Given problem — Identify each row below that contains the word "indicate" and copy those rows, treating uppercase and lowercase as different.

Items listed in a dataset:
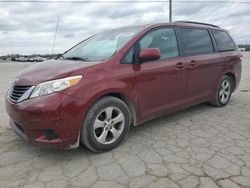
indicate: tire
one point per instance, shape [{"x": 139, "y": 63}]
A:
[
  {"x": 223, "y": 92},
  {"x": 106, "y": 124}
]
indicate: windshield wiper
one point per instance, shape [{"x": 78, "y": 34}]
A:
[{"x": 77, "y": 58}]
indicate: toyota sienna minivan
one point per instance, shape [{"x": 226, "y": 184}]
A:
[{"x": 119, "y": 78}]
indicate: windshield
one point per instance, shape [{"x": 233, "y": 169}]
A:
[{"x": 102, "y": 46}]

...

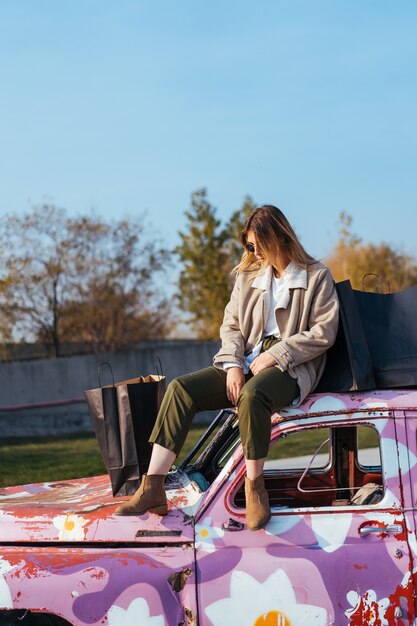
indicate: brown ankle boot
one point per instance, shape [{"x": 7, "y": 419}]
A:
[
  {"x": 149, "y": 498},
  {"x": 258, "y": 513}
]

The answer —
indicate: tire
indicate: windshield wiper
indicate: toyota sienna minivan
indicate: windshield
indicate: brown ankle boot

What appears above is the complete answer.